- [Selected passage]:
● ● ●

Now, researchers in Leibniz, led by Junge and Matthias Beller, have partnered with researchers at DSM Nutritional Products in Switzerland to develop a catalyst with improved activity and recyclability. The new catalyst they have created is based on cobalt nanoparticles modified by nitrogen doped carbon and supported on silica. ‘This new material can be applied as an alternative to the traditional Lindlar catalyst and promote the semi-hydrogenation of a range of vitamin precursors as well as other functionalised alkynes with good yields and selectivities,’ explains Junge.

● ● ●

- [The data]:
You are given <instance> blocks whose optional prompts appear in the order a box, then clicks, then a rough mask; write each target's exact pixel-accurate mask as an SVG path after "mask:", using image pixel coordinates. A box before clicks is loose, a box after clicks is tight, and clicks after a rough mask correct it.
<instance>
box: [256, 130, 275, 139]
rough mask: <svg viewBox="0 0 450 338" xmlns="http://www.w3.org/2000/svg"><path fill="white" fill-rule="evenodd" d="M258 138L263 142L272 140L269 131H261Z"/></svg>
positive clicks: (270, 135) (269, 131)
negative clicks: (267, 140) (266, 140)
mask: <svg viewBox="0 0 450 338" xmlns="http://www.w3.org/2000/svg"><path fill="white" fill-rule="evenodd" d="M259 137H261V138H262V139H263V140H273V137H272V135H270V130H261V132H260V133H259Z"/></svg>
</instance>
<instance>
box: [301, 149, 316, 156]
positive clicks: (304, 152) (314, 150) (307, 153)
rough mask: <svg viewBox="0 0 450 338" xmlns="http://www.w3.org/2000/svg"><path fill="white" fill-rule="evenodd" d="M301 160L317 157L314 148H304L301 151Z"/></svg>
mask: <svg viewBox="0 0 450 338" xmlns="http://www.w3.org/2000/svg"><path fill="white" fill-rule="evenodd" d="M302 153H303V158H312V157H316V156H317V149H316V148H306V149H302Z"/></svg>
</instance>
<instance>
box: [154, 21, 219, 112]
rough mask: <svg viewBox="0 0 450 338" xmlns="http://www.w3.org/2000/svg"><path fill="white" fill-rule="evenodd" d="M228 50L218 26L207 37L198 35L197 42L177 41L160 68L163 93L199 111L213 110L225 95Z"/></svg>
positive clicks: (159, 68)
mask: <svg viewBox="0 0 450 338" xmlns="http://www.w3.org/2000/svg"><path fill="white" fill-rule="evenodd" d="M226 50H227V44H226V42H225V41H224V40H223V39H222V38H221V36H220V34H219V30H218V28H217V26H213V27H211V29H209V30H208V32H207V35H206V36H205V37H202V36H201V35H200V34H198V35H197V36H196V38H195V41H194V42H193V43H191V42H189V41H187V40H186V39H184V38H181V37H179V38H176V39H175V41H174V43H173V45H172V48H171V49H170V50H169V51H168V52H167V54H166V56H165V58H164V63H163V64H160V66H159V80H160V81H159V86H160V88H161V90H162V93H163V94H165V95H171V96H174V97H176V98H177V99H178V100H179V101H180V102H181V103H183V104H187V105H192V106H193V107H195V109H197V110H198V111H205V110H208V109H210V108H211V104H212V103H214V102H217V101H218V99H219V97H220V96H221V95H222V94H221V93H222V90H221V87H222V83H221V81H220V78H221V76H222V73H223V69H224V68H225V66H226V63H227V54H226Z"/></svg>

● ● ●

- [Exercise instructions]:
1) In the catalyst text, what is the new catalyst supported on?
2) Continue the text about the cobalt catalyst, starting right after its last sentence.

- [Outputs by task]:
1) It is supported on silica.

2)
Antonio Leyva-Pérez, an expert in catalysis at UPV–CSIC in Spain says the work demonstrates ‘that catalysts based on cheap available materials, ie cobalt, melamine and silica, provide a feasible pathway for the synthesis of these industrial intermediates’. ‘Although a plethora of alternatives for the Lindlar catalyst have been reported, this new solid catalyst based on earth-abundant materials is of particular interest,’ he adds. Indeed, the catalyst exhibits high selectivity and can perform selective hydrogenations of C–C triple bond even in the presence of susceptible functional groups, such as a nitro group, thus broadening its versatility in organic synthesis.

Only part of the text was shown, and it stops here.